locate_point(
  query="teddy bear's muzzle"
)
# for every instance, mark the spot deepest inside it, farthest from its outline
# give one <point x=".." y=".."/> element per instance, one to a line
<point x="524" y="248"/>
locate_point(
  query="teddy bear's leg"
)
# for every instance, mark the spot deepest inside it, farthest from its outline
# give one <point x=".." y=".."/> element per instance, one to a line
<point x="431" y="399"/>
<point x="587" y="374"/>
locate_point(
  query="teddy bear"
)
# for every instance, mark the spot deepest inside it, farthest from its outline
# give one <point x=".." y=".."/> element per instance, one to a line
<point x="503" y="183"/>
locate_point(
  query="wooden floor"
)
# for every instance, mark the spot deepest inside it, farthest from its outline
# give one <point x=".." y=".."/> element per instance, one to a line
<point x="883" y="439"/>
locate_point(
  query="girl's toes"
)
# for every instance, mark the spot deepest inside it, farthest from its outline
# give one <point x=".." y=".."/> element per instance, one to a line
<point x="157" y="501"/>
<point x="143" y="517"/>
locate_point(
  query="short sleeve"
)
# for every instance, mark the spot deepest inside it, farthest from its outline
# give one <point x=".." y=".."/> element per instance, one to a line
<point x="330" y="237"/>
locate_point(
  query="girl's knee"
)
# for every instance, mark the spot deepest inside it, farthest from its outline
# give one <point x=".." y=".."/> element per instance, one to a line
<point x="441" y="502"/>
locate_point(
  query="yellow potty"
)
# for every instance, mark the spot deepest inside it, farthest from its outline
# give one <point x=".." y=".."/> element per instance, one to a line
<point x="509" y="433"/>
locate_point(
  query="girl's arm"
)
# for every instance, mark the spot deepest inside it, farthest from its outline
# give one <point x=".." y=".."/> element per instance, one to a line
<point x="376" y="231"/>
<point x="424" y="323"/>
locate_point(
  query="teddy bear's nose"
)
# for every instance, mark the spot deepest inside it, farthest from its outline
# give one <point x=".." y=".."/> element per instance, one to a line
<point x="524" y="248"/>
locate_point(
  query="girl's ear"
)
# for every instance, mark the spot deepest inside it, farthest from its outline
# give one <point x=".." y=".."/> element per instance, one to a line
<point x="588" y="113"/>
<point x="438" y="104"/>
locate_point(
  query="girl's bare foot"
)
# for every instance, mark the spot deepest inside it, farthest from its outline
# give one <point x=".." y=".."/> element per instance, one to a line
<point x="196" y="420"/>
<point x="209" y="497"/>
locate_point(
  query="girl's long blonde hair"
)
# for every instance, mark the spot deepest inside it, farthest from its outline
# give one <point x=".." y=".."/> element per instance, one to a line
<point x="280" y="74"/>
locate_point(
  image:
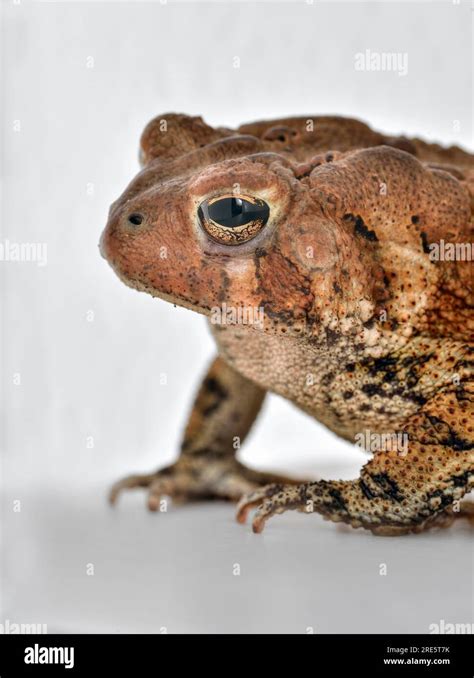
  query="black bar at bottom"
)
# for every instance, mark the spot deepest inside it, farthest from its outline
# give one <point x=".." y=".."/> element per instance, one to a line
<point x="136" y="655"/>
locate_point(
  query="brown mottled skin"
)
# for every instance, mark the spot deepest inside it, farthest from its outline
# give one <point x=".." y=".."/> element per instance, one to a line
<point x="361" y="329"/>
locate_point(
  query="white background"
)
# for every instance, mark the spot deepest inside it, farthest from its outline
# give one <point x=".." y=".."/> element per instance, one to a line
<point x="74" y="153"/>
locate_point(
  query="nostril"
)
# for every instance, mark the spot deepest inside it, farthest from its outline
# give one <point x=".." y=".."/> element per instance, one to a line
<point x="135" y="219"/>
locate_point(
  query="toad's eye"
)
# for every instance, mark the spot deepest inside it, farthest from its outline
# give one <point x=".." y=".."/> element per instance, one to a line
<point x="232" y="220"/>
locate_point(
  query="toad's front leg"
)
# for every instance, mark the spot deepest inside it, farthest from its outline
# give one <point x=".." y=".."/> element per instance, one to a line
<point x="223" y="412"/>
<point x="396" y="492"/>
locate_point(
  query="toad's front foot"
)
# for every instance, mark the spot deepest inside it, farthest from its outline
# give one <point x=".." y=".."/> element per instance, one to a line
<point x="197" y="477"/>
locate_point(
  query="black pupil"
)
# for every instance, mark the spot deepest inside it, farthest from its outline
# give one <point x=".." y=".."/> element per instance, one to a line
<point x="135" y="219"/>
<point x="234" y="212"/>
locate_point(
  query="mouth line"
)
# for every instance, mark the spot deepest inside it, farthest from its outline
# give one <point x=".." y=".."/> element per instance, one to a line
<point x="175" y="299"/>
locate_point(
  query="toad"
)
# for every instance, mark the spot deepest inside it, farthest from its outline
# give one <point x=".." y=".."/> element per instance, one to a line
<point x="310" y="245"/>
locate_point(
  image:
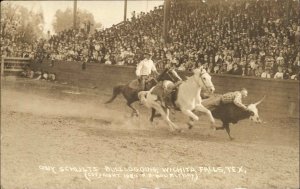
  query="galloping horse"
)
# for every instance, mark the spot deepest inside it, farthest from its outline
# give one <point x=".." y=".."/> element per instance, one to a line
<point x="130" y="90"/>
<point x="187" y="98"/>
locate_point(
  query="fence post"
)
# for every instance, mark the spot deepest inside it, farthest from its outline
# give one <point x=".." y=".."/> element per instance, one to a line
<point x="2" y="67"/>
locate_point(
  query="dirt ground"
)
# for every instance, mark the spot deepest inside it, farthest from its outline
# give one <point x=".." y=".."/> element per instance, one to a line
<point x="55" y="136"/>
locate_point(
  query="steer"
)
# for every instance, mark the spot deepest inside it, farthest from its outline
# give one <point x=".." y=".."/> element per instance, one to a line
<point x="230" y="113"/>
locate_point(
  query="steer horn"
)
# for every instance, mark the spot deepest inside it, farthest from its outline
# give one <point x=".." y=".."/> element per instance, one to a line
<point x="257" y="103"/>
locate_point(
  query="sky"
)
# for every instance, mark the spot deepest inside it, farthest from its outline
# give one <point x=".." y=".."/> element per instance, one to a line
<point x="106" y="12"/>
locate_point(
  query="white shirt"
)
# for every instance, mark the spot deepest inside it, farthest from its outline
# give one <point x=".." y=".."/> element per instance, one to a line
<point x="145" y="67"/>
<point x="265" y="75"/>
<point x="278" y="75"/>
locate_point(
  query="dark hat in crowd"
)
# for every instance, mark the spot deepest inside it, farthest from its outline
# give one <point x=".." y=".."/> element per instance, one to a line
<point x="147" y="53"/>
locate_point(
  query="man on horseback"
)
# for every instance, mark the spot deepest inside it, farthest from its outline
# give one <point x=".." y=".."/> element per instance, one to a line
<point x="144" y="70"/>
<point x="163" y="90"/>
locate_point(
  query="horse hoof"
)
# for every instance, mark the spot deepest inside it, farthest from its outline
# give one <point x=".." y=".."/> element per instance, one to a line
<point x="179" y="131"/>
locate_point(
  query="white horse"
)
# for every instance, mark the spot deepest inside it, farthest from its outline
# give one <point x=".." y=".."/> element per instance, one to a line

_TASK:_
Every line above should be repeated exactly; pictures stay out of the copy.

_COMPLETE ANSWER:_
locate_point(
  query="teddy bear's muzzle"
)
# for every instance, mark the spot deepest inside it, farthest from its outline
# give one <point x=".." y=".."/> element per instance, one to a line
<point x="524" y="248"/>
locate_point(
  query="teddy bear's leg"
)
# for every instance, mark the spot deepest inside it, farthest from its outline
# give one <point x=".." y=".."/> element per instance, one to a line
<point x="431" y="399"/>
<point x="587" y="374"/>
locate_point(
  query="teddy bear"
)
# for every instance, mark the spot deepest inside it, farthest from its outline
# give one <point x=".." y=".."/> element per instance, one to a line
<point x="503" y="183"/>
locate_point(
  query="wooden floor"
)
# for every instance, mark the spot deepest inside it, farthest from its outline
# give one <point x=".." y=".."/> element per instance, one to a line
<point x="883" y="439"/>
locate_point(
  query="girl's toes"
)
# for every instance, mark the spot deepest inside it, farthest from its outline
# give one <point x=".." y=".."/> element per instance, one to a line
<point x="157" y="501"/>
<point x="143" y="517"/>
locate_point(
  query="short sleeve"
)
# for every instance, mark the spot deepest inside it, farthest from its outline
# give one <point x=".." y=".."/> element per instance, one to a line
<point x="330" y="237"/>
locate_point(
  query="girl's knee"
)
# for every instance, mark the spot deepest inside it, farthest from its outline
# give one <point x=".." y=".."/> element per instance, one to a line
<point x="441" y="502"/>
locate_point(
  query="yellow potty"
)
# for every instance, mark the spot deepest inside it, farthest from its outline
# give one <point x=".." y=".."/> element per instance, one to a line
<point x="509" y="433"/>
locate_point(
  query="girl's arm"
)
# for every instance, mark the spot deepest inside it, farthest from its outline
# give one <point x=".." y=".."/> element per instance, one to a line
<point x="376" y="231"/>
<point x="424" y="323"/>
locate_point(
  query="teddy bear's nose"
)
# for every instance, mark the spot deepest inside it, farthest from its outline
# give one <point x=".." y=".."/> element per instance, one to a line
<point x="524" y="248"/>
locate_point(
  query="girl's ear"
)
# for every instance, mark the spot deepest inside it, farthest from its outline
# give one <point x=".." y=".."/> element per instance, one to a line
<point x="588" y="113"/>
<point x="438" y="104"/>
locate_point(
  query="girl's bare foot"
)
# for every instance, mark the spot deepest inside it, farthest from its outline
# give one <point x=".." y=".."/> element per instance, one to a line
<point x="196" y="420"/>
<point x="209" y="497"/>
locate_point(
  query="girl's long blonde hair"
)
# for every instance, mark the spot deepest inside it, farthest from its outline
# give one <point x=".." y=".."/> element per instance, one to a line
<point x="280" y="74"/>
locate_point(
  image:
  query="black bar at bottom"
)
# for every instance, mark the spot deepest inside it, farthest from its outline
# give one <point x=".." y=".."/> element per instance, one to a line
<point x="136" y="655"/>
locate_point(
  query="brown mottled skin"
)
# for every instance, mark the spot deepest inside it, farthest from its outline
# give one <point x=".." y=".."/> element per instance, one to a line
<point x="361" y="329"/>
locate_point(
  query="white background"
)
# for every instance, mark the spot deepest inside it, farthest from its outline
# give one <point x=".." y=".."/> element per instance, one to a line
<point x="74" y="153"/>
locate_point(
  query="nostril"
)
# for every instance, mark the spot deepest inside it, farthest from its outline
# give one <point x=".." y=".."/> element per instance, one to a line
<point x="135" y="219"/>
locate_point(
  query="toad's eye"
)
# for every instance, mark the spot deepest inside it, farthest from its outline
# give one <point x=".." y=".."/> element per instance, one to a line
<point x="232" y="220"/>
locate_point(
  query="toad's front leg"
)
# for every instance, mark the spot deepest inside it, farthest from its outline
# give one <point x=".." y=".."/> element per instance, one to a line
<point x="223" y="412"/>
<point x="396" y="492"/>
locate_point(
  query="toad's front foot"
)
# for every instance, mark the spot deepest inside it, farthest from its outline
# give one <point x=".." y=".."/> element per instance, one to a line
<point x="197" y="477"/>
locate_point(
  query="black pupil"
)
# for every instance, mark the spot deepest inside it, farthest from its outline
# give one <point x=".." y=".."/> element per instance, one to a line
<point x="135" y="219"/>
<point x="234" y="212"/>
locate_point(
  query="mouth line"
)
# for every instance, mark the spot deepest inside it, farthest from its outline
# give one <point x=".." y=".."/> element per instance, one to a line
<point x="175" y="299"/>
locate_point(
  query="toad"
)
# for every instance, mark the spot deepest inside it, farthest from its outline
# give one <point x=".." y=".."/> element per instance, one to a line
<point x="310" y="245"/>
locate_point(
  image:
  query="galloping horse"
)
# for every instance, mark the spot deepest inside it, farthest from its outline
# give one <point x=".." y=".."/> element per instance, one to a line
<point x="130" y="90"/>
<point x="187" y="98"/>
locate_point(
  query="fence post"
)
# for every instance, mark the spot deepest inside it, farthest from its outline
# give one <point x=".." y=".."/> element per instance, one to a line
<point x="2" y="67"/>
locate_point(
  query="dirt ground"
)
# for every instance, mark the spot deepest inside it, farthest from its outline
# give one <point x=".." y=".."/> element per instance, one to a line
<point x="55" y="136"/>
locate_point(
  query="steer"
)
# for every instance, mark the spot deepest inside it, farthest from its outline
# give one <point x=".." y=".."/> element per instance, one to a line
<point x="230" y="113"/>
locate_point(
  query="steer horn"
)
# for every instance, mark the spot deepest inside it, farthest from its outline
# give one <point x=".." y=".."/> element per instance, one to a line
<point x="257" y="103"/>
locate_point(
  query="sky"
)
# for every instance, mark the spot deepest inside it, farthest from its outline
# give one <point x=".." y=".."/> element per instance, one to a line
<point x="106" y="12"/>
locate_point(
  query="white shirt"
)
# for every instance, mark the spot deepest inside it, farthest from its outline
# give one <point x=".." y=".."/> element per instance, one to a line
<point x="145" y="67"/>
<point x="265" y="75"/>
<point x="278" y="75"/>
locate_point(
  query="dark hat in crowd"
)
# for every instance, mark the spot deepest inside it, farthest from its outline
# give one <point x=".." y=".."/> element per instance, one to a line
<point x="147" y="53"/>
locate_point(
  query="man on horseback"
)
# for every instance, mark the spot deepest inside it, farthest from its outline
# give one <point x=".." y=".."/> element per instance, one to a line
<point x="144" y="70"/>
<point x="163" y="90"/>
locate_point(
  query="horse hoof"
)
# for every instance, mark the spot deepest inside it, farthest from its outline
# give one <point x=".." y=".."/> element per instance, one to a line
<point x="179" y="131"/>
locate_point(
  query="white horse"
)
# for every instance, mark the spot deepest inside it, farthest from its outline
# give one <point x=".." y=".."/> element per instance, one to a line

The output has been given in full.